• DIRECTIONS:
Express every line of the items below as a numbered list, omitting any blank lines.

------------------------------------------------------------

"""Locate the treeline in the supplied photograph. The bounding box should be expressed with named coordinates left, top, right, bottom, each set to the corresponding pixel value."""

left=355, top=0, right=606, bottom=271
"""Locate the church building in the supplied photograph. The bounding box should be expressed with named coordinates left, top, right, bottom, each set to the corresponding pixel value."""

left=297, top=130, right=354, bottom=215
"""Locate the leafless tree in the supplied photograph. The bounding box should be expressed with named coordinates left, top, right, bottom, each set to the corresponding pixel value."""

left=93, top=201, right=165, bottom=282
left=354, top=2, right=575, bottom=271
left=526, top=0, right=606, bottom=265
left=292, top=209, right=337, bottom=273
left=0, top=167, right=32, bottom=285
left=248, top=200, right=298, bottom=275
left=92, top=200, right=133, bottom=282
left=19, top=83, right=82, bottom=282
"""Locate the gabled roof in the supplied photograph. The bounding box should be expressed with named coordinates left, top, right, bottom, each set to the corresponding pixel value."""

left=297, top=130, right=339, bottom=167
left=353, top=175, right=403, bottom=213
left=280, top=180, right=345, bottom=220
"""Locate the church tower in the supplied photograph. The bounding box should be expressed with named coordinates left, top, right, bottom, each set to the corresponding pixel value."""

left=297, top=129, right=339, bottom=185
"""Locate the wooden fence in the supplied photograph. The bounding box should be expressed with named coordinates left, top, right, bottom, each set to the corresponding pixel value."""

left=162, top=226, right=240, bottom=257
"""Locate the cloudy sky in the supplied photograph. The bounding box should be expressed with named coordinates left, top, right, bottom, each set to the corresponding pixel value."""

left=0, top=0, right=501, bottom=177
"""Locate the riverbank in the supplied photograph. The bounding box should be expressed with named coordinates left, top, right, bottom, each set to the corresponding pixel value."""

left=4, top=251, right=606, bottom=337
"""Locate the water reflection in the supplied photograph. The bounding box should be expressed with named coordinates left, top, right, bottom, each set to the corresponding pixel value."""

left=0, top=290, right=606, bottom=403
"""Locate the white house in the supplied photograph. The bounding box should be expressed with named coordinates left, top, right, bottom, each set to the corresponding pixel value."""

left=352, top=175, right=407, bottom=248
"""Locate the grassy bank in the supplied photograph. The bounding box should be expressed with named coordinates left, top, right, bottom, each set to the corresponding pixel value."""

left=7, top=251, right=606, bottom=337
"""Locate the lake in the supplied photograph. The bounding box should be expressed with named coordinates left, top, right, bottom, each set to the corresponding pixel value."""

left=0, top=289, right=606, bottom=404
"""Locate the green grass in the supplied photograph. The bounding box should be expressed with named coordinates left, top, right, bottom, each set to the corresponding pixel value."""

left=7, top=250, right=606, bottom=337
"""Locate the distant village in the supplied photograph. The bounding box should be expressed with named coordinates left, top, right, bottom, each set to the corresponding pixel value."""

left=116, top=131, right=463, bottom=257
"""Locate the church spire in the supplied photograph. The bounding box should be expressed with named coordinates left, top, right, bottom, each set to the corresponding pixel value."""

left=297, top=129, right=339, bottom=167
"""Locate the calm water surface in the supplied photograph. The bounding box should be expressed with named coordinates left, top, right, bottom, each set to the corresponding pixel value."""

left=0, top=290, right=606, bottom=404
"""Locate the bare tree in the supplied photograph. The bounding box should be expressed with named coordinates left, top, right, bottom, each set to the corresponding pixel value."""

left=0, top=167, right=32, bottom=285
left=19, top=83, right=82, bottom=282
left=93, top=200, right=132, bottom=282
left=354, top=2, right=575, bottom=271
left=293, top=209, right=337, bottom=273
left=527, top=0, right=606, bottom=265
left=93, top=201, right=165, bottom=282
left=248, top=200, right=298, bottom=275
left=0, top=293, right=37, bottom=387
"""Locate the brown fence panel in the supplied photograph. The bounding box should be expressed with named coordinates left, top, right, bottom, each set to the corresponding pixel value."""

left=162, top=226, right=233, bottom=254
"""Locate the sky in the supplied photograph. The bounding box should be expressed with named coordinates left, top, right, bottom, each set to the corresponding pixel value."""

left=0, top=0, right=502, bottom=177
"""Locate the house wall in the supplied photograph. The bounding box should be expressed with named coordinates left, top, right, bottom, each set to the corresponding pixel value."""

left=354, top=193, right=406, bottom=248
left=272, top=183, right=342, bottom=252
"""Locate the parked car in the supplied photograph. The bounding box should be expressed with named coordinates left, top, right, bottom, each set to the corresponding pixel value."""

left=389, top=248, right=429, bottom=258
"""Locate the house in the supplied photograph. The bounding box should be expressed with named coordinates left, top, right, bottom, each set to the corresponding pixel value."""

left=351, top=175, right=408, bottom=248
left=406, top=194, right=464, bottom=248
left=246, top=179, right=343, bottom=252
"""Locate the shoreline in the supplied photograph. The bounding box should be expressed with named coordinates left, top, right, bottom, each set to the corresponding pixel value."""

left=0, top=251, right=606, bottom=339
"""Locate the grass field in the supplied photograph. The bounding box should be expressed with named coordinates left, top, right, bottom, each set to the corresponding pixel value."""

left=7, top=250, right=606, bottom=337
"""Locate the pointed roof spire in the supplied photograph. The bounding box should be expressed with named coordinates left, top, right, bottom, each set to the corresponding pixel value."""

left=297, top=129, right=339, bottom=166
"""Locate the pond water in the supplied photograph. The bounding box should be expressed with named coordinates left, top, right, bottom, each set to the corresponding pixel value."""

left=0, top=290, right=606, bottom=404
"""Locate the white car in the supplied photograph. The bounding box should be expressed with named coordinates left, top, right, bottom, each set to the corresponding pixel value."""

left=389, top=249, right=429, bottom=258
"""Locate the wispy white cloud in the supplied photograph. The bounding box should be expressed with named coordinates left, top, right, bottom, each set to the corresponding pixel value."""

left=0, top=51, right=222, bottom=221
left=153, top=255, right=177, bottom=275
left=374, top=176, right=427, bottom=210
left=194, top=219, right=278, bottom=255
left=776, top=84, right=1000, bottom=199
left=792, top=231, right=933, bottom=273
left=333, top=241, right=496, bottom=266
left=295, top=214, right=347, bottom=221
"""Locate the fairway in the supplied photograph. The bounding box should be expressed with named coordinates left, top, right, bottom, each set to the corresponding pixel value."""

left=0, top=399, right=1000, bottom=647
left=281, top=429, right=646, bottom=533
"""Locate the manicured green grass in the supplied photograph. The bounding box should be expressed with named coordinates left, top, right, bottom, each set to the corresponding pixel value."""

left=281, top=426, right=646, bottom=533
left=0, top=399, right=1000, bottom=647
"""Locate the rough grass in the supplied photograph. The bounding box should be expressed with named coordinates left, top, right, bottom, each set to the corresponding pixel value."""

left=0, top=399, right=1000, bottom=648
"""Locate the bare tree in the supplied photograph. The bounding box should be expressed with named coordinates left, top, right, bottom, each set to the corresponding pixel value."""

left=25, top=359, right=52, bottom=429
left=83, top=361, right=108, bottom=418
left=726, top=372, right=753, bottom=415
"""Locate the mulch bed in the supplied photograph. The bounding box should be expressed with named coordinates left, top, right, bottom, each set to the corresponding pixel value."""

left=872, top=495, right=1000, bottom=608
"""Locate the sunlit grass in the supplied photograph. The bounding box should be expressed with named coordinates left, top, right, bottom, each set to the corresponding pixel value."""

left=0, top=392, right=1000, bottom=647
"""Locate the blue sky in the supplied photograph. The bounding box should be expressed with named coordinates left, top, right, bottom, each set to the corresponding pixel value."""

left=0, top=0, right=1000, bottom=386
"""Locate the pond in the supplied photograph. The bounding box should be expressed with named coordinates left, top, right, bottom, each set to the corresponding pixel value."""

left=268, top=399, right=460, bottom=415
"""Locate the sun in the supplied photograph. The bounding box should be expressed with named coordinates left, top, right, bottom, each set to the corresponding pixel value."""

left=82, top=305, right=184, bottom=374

------------------------------------------------------------

• THE REPLY:
1. """Locate the treeline in the supplied photograph. The bounding box should be expressed with named coordinates left, top, right, bottom, each set to the corresponding pixel value."""
2. left=355, top=0, right=606, bottom=271
3. """Locate the church building in the supplied photograph. The bounding box should be expressed with named coordinates left, top, right, bottom, each set to the corresponding pixel value."""
4. left=297, top=130, right=354, bottom=215
5. """Locate the leafless tree in the supplied photograph. The bounding box should be expressed with named coordinates left, top, right, bottom, each set to the corresponding pixel value."""
6. left=93, top=201, right=165, bottom=282
7. left=354, top=2, right=575, bottom=271
8. left=526, top=0, right=606, bottom=265
9. left=292, top=209, right=337, bottom=273
10. left=0, top=167, right=32, bottom=285
11. left=248, top=200, right=298, bottom=275
12. left=92, top=200, right=133, bottom=282
13. left=19, top=83, right=82, bottom=282
14. """Locate the gabled roof in the supplied photograph. The bounding box should be expressed with named coordinates left, top, right, bottom, each set to the corresponding pixel value."""
15. left=297, top=130, right=339, bottom=167
16. left=353, top=175, right=403, bottom=213
17. left=280, top=180, right=345, bottom=220
18. """Locate the church tower in the supplied photograph. The bounding box should be expressed with named coordinates left, top, right, bottom, each set to the corresponding pixel value."""
19. left=297, top=129, right=339, bottom=185
20. """Locate the wooden fence in the supplied photograph. The bounding box should be expressed with named coordinates left, top, right, bottom, each set to the corresponding pixel value."""
21. left=162, top=226, right=240, bottom=257
22. """Locate the cloudy sky in the supplied photograph. The bounding box should be expressed with named coordinates left, top, right, bottom, each set to the corresponding pixel value."""
23. left=0, top=0, right=501, bottom=177
24. """Locate the riverbank in the supplied photograph. The bounding box should be expressed with named coordinates left, top, right, bottom, each set to the corresponding pixel value."""
25. left=4, top=251, right=606, bottom=337
26. """Locate the water reflection in the supplied photograph. The bounding box should be expressed with named coordinates left, top, right, bottom, each set to the corresponding pixel value."""
27. left=0, top=290, right=606, bottom=403
28. """Locate the white house in the supplied photograph. The bounding box should be expressed with named coordinates left, top, right, bottom, each set to the corresponding pixel value."""
29. left=352, top=175, right=407, bottom=248
30. """Locate the grassy bank in the supplied photograph. The bounding box should be expressed with named coordinates left, top, right, bottom, each set to the corresponding pixel value."""
31. left=7, top=251, right=606, bottom=337
32. """Locate the lake in the supplied photograph. The bounding box should be expressed with named coordinates left, top, right, bottom, each set to the corresponding pixel value."""
33. left=0, top=289, right=606, bottom=404
34. """Locate the green grass in the supplied photograph. The bounding box should be expressed with named coordinates left, top, right, bottom, each set to the corresponding pixel value."""
35. left=7, top=250, right=606, bottom=337
36. """Locate the distant village in the supplied photograph. The bounding box should be expressed with named coordinates left, top, right, bottom, each set to the corresponding pixel value."""
37. left=116, top=131, right=463, bottom=257
38. """Locate the church spire in the supplied photograph. The bounding box should be expressed with named coordinates left, top, right, bottom, each set to the corresponding pixel value."""
39. left=297, top=129, right=339, bottom=167
40. """Locate the calm water surface in the supplied photograph. The bounding box should be expressed with named coordinates left, top, right, bottom, each set to the corresponding pixel value."""
41. left=0, top=290, right=606, bottom=404
42. """Locate the bare tree in the supplied photograph. The bounding box should be expressed with named coordinates left, top, right, bottom, each set to the corresponding pixel value."""
43. left=0, top=167, right=32, bottom=285
44. left=19, top=83, right=82, bottom=282
45. left=93, top=200, right=132, bottom=282
46. left=354, top=2, right=575, bottom=271
47. left=293, top=209, right=337, bottom=273
48. left=527, top=0, right=606, bottom=265
49. left=93, top=201, right=165, bottom=282
50. left=248, top=200, right=298, bottom=275
51. left=0, top=293, right=37, bottom=387
52. """Locate the brown fence panel in the supplied photograph. The bounding box should be expressed with named coordinates left, top, right, bottom, each set to the corresponding pixel value."""
53. left=162, top=226, right=233, bottom=254
54. """Locate the sky in the supplied photograph. The bounding box should be expressed with named coordinates left, top, right, bottom, each set to the corresponding pixel value."""
55. left=0, top=0, right=502, bottom=177
56. """Locate the house wall in the supplied photograph. The bounding box should be expressed with named coordinates left, top, right, bottom, each set to the corresponding pixel value."""
57. left=354, top=193, right=406, bottom=248
58. left=272, top=183, right=342, bottom=252
59. """Locate the parked car in the supplied photograph. The bounding box should be expressed with named coordinates left, top, right, bottom, each set to the corresponding pixel value."""
60. left=389, top=248, right=429, bottom=258
61. """Locate the house in the supplied photograph. The bounding box should be expressed with named coordinates left, top, right, bottom, each set to the corresponding pixel value."""
62. left=351, top=175, right=408, bottom=248
63. left=406, top=194, right=464, bottom=248
64. left=246, top=179, right=343, bottom=252
65. """Locate the shoreline in the supplied photograph. The bounding box should be expressed with named coordinates left, top, right, bottom, each set to the corresponding pixel value."""
66. left=0, top=251, right=606, bottom=339
67. """Locate the grass field in the supplied photograph. The bounding box should be expressed with named coordinates left, top, right, bottom, each set to the corresponding pixel value."""
68. left=7, top=250, right=606, bottom=337
69. """Locate the pointed roof spire in the supplied photograph. The bounding box should be expressed with named coordinates left, top, right, bottom, each set to the corresponding pixel value."""
70. left=297, top=129, right=339, bottom=166
71. """Locate the pond water in the supplied photograph. The bounding box should be expressed with named coordinates left, top, right, bottom, each set to the corresponding pixel value."""
72. left=0, top=290, right=606, bottom=404
73. """Locate the white car in the supplied photograph. The bounding box should be expressed with named coordinates left, top, right, bottom, each set to the corresponding pixel value."""
74. left=389, top=249, right=429, bottom=258
75. """Locate the wispy white cloud in the supplied photograph. The bounding box should be expressed with named coordinates left, top, right, bottom, each set to the corresponding pixel value."""
76. left=0, top=51, right=222, bottom=221
77. left=153, top=255, right=177, bottom=275
78. left=374, top=176, right=427, bottom=210
79. left=194, top=219, right=278, bottom=255
80. left=776, top=84, right=1000, bottom=199
81. left=792, top=231, right=933, bottom=273
82. left=333, top=241, right=496, bottom=266
83. left=295, top=214, right=347, bottom=221
84. """Locate the fairway in the supplied photograph. The bounding box should be expressed with named coordinates left, top, right, bottom, each set to the corresponding pixel value."""
85. left=0, top=399, right=1000, bottom=647
86. left=281, top=429, right=646, bottom=533
87. """Locate the manicured green grass in the supplied photograph. The bounding box should be expressed with named coordinates left, top, right, bottom, each set to the corresponding pixel value."""
88. left=281, top=426, right=646, bottom=533
89. left=0, top=399, right=1000, bottom=647
90. """Locate the rough grass in the supplied photograph. The bounding box should be expressed with named coordinates left, top, right, bottom, each set to the corresponding pixel value."""
91. left=0, top=399, right=1000, bottom=648
92. """Locate the bare tree in the supplied photograph. The bounding box should be expressed with named coordinates left, top, right, bottom, each set to the corresponding pixel value."""
93. left=25, top=359, right=52, bottom=429
94. left=83, top=361, right=108, bottom=418
95. left=726, top=372, right=753, bottom=415
96. """Locate the mulch bed in the supplied photograph. The bounding box should be expressed with named coordinates left, top, right, bottom, each set to the corresponding pixel value."""
97. left=872, top=495, right=1000, bottom=608
98. """Locate the sunlit grass in the supplied photograph. The bounding box should be expressed with named coordinates left, top, right, bottom, each set to the corresponding pixel value."""
99. left=0, top=392, right=1000, bottom=647
100. """Locate the blue sky in the supplied photograph. The bounding box should be expressed with named coordinates left, top, right, bottom, each set to the corresponding pixel value."""
101. left=0, top=0, right=1000, bottom=386
102. """Locate the pond in the supplied photograph. The bounding box should be expressed with named coordinates left, top, right, bottom, each set to the corresponding pixel value."""
103. left=268, top=399, right=460, bottom=415
104. """Locate the sun in the supplied photograph. The bounding box should be expressed with named coordinates left, top, right, bottom, each set to the corresponding pixel value."""
105. left=82, top=305, right=184, bottom=374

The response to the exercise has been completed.